A full, exact copy of the listing is needed, with images omitted.

============

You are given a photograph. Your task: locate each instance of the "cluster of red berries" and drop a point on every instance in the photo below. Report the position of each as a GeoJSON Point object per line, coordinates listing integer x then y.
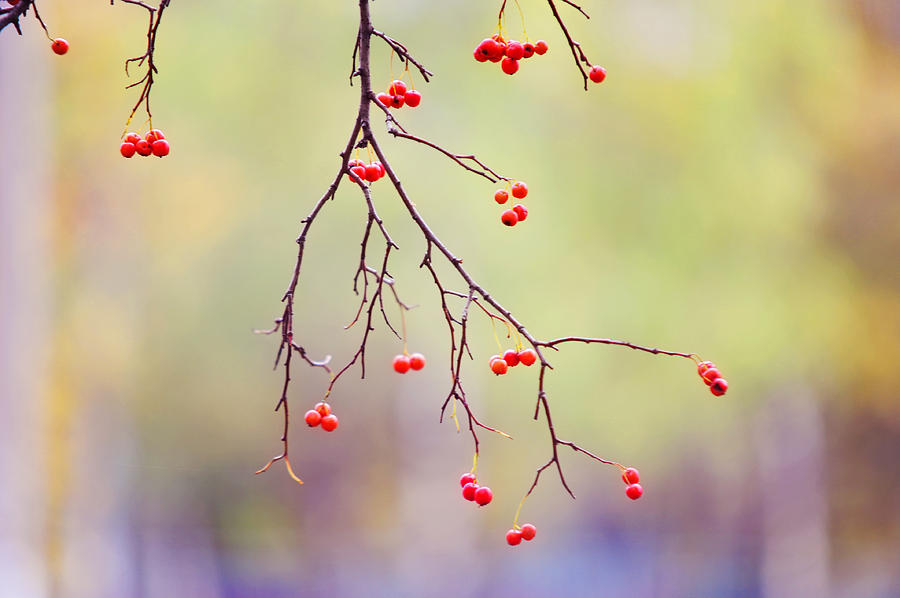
{"type": "Point", "coordinates": [397, 96]}
{"type": "Point", "coordinates": [473, 492]}
{"type": "Point", "coordinates": [631, 477]}
{"type": "Point", "coordinates": [518, 212]}
{"type": "Point", "coordinates": [154, 142]}
{"type": "Point", "coordinates": [713, 378]}
{"type": "Point", "coordinates": [59, 45]}
{"type": "Point", "coordinates": [515, 536]}
{"type": "Point", "coordinates": [508, 54]}
{"type": "Point", "coordinates": [321, 414]}
{"type": "Point", "coordinates": [403, 363]}
{"type": "Point", "coordinates": [366, 172]}
{"type": "Point", "coordinates": [511, 358]}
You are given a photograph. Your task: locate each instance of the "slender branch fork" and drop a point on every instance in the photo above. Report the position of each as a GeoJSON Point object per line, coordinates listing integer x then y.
{"type": "Point", "coordinates": [362, 136]}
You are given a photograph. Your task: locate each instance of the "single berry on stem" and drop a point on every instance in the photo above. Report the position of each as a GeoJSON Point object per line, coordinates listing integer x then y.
{"type": "Point", "coordinates": [417, 361]}
{"type": "Point", "coordinates": [59, 46]}
{"type": "Point", "coordinates": [312, 418]}
{"type": "Point", "coordinates": [509, 66]}
{"type": "Point", "coordinates": [634, 491]}
{"type": "Point", "coordinates": [521, 211]}
{"type": "Point", "coordinates": [143, 148]}
{"type": "Point", "coordinates": [527, 357]}
{"type": "Point", "coordinates": [412, 98]}
{"type": "Point", "coordinates": [401, 364]}
{"type": "Point", "coordinates": [597, 74]}
{"type": "Point", "coordinates": [718, 387]}
{"type": "Point", "coordinates": [631, 476]}
{"type": "Point", "coordinates": [498, 365]}
{"type": "Point", "coordinates": [528, 532]}
{"type": "Point", "coordinates": [469, 491]}
{"type": "Point", "coordinates": [509, 218]}
{"type": "Point", "coordinates": [329, 423]}
{"type": "Point", "coordinates": [511, 357]}
{"type": "Point", "coordinates": [483, 495]}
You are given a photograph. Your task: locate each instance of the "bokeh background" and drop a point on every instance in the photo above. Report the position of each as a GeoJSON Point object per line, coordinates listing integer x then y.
{"type": "Point", "coordinates": [731, 189]}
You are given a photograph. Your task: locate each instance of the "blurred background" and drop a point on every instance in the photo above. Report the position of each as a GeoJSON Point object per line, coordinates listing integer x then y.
{"type": "Point", "coordinates": [731, 189]}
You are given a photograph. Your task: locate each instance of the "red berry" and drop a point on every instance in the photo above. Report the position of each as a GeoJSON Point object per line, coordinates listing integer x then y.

============

**Written reply**
You are given a photograph. Your task: locate each instance of the "cluster of red berries" and drop a point on every instance in the photo below. Report the position of each as a GeoJSON Point object per line, coordinates listing integer x then y.
{"type": "Point", "coordinates": [397, 96]}
{"type": "Point", "coordinates": [473, 492]}
{"type": "Point", "coordinates": [631, 477]}
{"type": "Point", "coordinates": [518, 212]}
{"type": "Point", "coordinates": [154, 142]}
{"type": "Point", "coordinates": [713, 378]}
{"type": "Point", "coordinates": [59, 45]}
{"type": "Point", "coordinates": [515, 536]}
{"type": "Point", "coordinates": [508, 54]}
{"type": "Point", "coordinates": [321, 414]}
{"type": "Point", "coordinates": [403, 363]}
{"type": "Point", "coordinates": [366, 172]}
{"type": "Point", "coordinates": [511, 358]}
You are given a photograph. Your task: locate each instance of the "slender branch fork" and drop a point on every instance in the photo above. Report the position of each as a GeoJSON Point object per line, coordinates listing integer x then y.
{"type": "Point", "coordinates": [362, 136]}
You are given a photograph. Your task: locate each instance of the "single berry on stem" and drop a point on every instance in the photo above. Report the position of each as a GeoJSON Point object per line, coordinates listing integer x then y.
{"type": "Point", "coordinates": [417, 361]}
{"type": "Point", "coordinates": [59, 46]}
{"type": "Point", "coordinates": [312, 418]}
{"type": "Point", "coordinates": [509, 66]}
{"type": "Point", "coordinates": [634, 491]}
{"type": "Point", "coordinates": [521, 211]}
{"type": "Point", "coordinates": [143, 148]}
{"type": "Point", "coordinates": [527, 357]}
{"type": "Point", "coordinates": [412, 98]}
{"type": "Point", "coordinates": [401, 364]}
{"type": "Point", "coordinates": [597, 74]}
{"type": "Point", "coordinates": [718, 387]}
{"type": "Point", "coordinates": [631, 476]}
{"type": "Point", "coordinates": [498, 365]}
{"type": "Point", "coordinates": [528, 532]}
{"type": "Point", "coordinates": [469, 491]}
{"type": "Point", "coordinates": [509, 218]}
{"type": "Point", "coordinates": [329, 423]}
{"type": "Point", "coordinates": [511, 357]}
{"type": "Point", "coordinates": [483, 495]}
You are given a photograph. Your task: locate each instance of the "bokeh background" and drop a point on every instance in the photo above. Report the position of each as a GeoJSON Point object per line, coordinates listing integer x then y.
{"type": "Point", "coordinates": [731, 189]}
You are given a photograph. Your task: locate each instance of the "blurred background" and drop a point on every instance in the photo above. Report the position of each as a GeoJSON Point object per line, coordinates listing integer x then y.
{"type": "Point", "coordinates": [731, 189]}
You are given a photograph. Your task: locate each instance of the "red berry" and drop a point on every instance in the photo above. Report the position of each as a GeoJSON Point object per line, coordinates listing integer x then y.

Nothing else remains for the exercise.